[Location annotation dataset excerpts]
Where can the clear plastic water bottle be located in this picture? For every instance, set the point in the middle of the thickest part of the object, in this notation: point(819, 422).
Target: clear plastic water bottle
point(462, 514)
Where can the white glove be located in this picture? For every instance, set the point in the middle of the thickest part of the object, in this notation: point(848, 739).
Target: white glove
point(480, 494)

## EXERCISE REQUIREMENTS
Rewrite the data above with every "thickest part" changed to "widest part", keeping everything else the same.

## WRITTEN REPLY
Where can the clear plastic water bottle be located in this picture? For every instance, set the point in the middle of the widest part of the object, in this notation: point(819, 422).
Target: clear plastic water bottle
point(462, 514)
Where can the white glove be located in this picture? For every instance, set the point in the middle of the widest part of the object, in this notation: point(848, 739).
Target: white glove
point(480, 494)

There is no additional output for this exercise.